SUPPLIED ENTRIES:
'''

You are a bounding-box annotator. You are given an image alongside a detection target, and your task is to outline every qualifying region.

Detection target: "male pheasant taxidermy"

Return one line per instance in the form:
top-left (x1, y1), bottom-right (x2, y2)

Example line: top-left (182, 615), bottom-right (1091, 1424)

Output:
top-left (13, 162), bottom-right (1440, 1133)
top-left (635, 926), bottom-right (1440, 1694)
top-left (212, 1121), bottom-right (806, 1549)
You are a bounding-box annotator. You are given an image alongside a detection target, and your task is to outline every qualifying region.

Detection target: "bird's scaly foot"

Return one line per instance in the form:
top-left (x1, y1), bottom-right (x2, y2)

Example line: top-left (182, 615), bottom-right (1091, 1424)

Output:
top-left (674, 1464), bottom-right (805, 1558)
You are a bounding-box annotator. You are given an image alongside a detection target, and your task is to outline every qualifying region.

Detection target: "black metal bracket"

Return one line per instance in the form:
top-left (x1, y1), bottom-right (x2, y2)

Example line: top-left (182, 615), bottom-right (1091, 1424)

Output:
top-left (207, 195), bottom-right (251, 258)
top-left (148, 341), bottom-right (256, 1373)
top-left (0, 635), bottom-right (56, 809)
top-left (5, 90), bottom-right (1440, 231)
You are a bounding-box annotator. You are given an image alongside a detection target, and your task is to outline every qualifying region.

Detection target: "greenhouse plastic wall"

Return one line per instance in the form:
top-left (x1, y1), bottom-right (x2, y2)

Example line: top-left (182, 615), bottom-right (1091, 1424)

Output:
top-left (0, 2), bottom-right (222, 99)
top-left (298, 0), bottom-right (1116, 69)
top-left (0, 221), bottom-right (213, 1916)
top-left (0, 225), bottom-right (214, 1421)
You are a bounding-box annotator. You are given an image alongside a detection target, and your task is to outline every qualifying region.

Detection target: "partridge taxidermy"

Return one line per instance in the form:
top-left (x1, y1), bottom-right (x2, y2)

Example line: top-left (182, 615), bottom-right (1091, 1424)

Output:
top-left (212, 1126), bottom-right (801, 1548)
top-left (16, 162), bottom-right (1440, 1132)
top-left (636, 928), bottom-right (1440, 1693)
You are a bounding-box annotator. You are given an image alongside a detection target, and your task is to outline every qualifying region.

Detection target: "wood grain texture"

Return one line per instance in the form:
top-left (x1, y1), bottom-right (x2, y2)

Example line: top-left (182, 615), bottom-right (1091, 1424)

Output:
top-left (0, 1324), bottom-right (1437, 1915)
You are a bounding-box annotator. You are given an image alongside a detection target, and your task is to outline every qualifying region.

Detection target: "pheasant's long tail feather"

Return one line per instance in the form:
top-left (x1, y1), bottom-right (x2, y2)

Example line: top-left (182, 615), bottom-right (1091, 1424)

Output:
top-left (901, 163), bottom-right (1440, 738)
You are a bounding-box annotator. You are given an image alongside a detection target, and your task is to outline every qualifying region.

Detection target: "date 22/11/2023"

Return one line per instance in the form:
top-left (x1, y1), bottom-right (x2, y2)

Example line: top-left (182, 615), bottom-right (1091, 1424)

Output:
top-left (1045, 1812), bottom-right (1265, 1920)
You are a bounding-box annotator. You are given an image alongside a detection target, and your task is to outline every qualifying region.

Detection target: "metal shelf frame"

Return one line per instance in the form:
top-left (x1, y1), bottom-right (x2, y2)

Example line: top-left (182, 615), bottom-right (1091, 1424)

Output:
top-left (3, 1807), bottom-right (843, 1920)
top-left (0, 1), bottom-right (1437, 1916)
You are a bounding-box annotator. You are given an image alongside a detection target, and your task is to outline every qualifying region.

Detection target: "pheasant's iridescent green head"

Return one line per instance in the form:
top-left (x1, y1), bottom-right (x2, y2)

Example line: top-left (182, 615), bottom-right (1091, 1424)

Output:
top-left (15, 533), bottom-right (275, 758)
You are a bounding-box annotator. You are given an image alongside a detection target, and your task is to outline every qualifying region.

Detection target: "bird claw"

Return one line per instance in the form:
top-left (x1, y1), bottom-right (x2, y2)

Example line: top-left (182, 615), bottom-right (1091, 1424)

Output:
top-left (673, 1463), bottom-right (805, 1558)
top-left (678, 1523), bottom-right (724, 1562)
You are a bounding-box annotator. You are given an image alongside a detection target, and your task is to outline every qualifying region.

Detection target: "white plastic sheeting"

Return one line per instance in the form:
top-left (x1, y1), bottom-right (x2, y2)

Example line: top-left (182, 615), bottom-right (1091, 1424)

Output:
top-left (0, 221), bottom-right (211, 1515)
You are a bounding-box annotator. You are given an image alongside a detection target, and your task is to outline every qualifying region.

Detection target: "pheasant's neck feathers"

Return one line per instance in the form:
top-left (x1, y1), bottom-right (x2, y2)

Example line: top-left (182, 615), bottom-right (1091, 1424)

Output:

'''

Your response must consist of all the records, retyped exactly.

EXERCISE RESULT:
You are a bounding-box annotator. You are given an image alongside a detection target, and your task is to outline every qualifying region.

Detection target: "male pheasant taxidermy"

Return one line per instance in the form:
top-left (x1, y1), bottom-right (x2, y2)

Example line: top-left (182, 615), bottom-right (1091, 1424)

Output:
top-left (13, 162), bottom-right (1440, 1133)
top-left (635, 926), bottom-right (1440, 1694)
top-left (212, 1121), bottom-right (806, 1549)
You are a bounding-box annotator. You are given an image alongside a detection target, and your task is to outline every qualifying region.

Detection target: "bird's scaly foot"

Return one line per instance in the form:
top-left (x1, y1), bottom-right (x2, y2)

Example line: top-left (182, 615), bottom-right (1091, 1424)

Output:
top-left (674, 1464), bottom-right (805, 1558)
You are a bounding-box annotator. You are given an image alongside a detection target, and your task is to outline every qualifying region.

Detection target: "black metal bracket"

Return one line per instance in the form:
top-left (x1, y1), bottom-right (x2, y2)

Example line: top-left (182, 615), bottom-right (1091, 1424)

Output:
top-left (207, 195), bottom-right (251, 258)
top-left (148, 341), bottom-right (256, 1373)
top-left (0, 635), bottom-right (56, 809)
top-left (5, 90), bottom-right (1440, 231)
You are a bounding-box annotator. You are given an image alongside a detection target, and your task is to outline every qualifying region.

Detection target: "greenhouse plastic wall"

Return one line per instance in the form:
top-left (x1, y1), bottom-right (x2, y2)

Example line: top-left (182, 615), bottom-right (1091, 1424)

Output:
top-left (0, 2), bottom-right (222, 99)
top-left (298, 0), bottom-right (1116, 69)
top-left (0, 221), bottom-right (213, 1916)
top-left (0, 225), bottom-right (214, 1421)
You are a bounding-box annotator. You are given an image alongside a detection target, and your task is to outline every qualifying region.

Detection target: "partridge taxidermy"

Return one line per instance in the form:
top-left (x1, y1), bottom-right (x2, y2)

Example line: top-left (182, 615), bottom-right (1091, 1424)

Output:
top-left (212, 1126), bottom-right (801, 1548)
top-left (16, 162), bottom-right (1440, 1132)
top-left (636, 928), bottom-right (1440, 1693)
You are a bounding-box annotator. You are given an image alongside a detection target, and your task is to outline every qualifying region.

Detection target: "wood grain texture"

Return one line per instance in the form:
top-left (x1, y1), bottom-right (x2, y2)

Example line: top-left (182, 615), bottom-right (1091, 1424)

Output:
top-left (0, 1324), bottom-right (1437, 1915)
You are a bounding-box annotator. You are given an image alongside a detection target, and your task is to outline every qualifying region.

Detection target: "pheasant's long tail feather"

Return one line per instance in the form:
top-left (x1, y1), bottom-right (x2, y2)

Example line: top-left (182, 615), bottom-right (1091, 1424)

Output:
top-left (901, 163), bottom-right (1440, 738)
You are a bounding-box annotator. You are given an image alongside a detection target, and your task is to outline every qualifying region.

Detection target: "date 22/11/2023"

Return one line per instance in the form:
top-left (x1, y1), bottom-right (x2, y2)

Example line: top-left (182, 615), bottom-right (1091, 1424)

Output:
top-left (1045, 1812), bottom-right (1265, 1920)
You are a bounding-box annotator. You are given an image alongside a detection target, and your task is to outline every qualifying region.

Detection target: "metal shelf frame"

Return one line per instance in the form:
top-left (x1, y1), bottom-right (x2, y2)

Example line: top-left (182, 615), bottom-right (1091, 1424)

Output:
top-left (3, 1807), bottom-right (843, 1920)
top-left (0, 1), bottom-right (1437, 1916)
You are a bounding-box annotator. You are given an image alongside a detection target, and your task is to outline every qualifying region.

Detection target: "pheasant's iridescent green head"

Return one line per instance in the form:
top-left (x1, y1), bottom-right (x2, y2)

Example line: top-left (182, 615), bottom-right (1091, 1424)

Output:
top-left (15, 533), bottom-right (275, 758)
You are a bounding-box annotator. You are given an image alongside a detection target, and your task is to outline every qualifying region.

Detection target: "bird claw"

Return one line per instance in the form:
top-left (x1, y1), bottom-right (x2, y2)

Example line: top-left (182, 615), bottom-right (1091, 1424)

Output:
top-left (673, 1463), bottom-right (805, 1558)
top-left (678, 1523), bottom-right (724, 1562)
You are a bounding-box annotator. You are given an image alongside a detection target, and your task is to outline every qualifying region.

Detection target: "white plastic sheeting"

Return one line per instance in the form:
top-left (x1, y1), bottom-right (x2, y2)

Example line: top-left (182, 615), bottom-right (1091, 1424)

Output:
top-left (0, 221), bottom-right (211, 1515)
You are a bounding-box annotator. You are given an image alongside a detection target, and your task is to outline every qualifying region.

Detection target: "pheasant's neck feathers"

Return one line per instance in the form:
top-left (x1, y1), bottom-right (x2, y2)

Example line: top-left (182, 615), bottom-right (1091, 1424)

Output:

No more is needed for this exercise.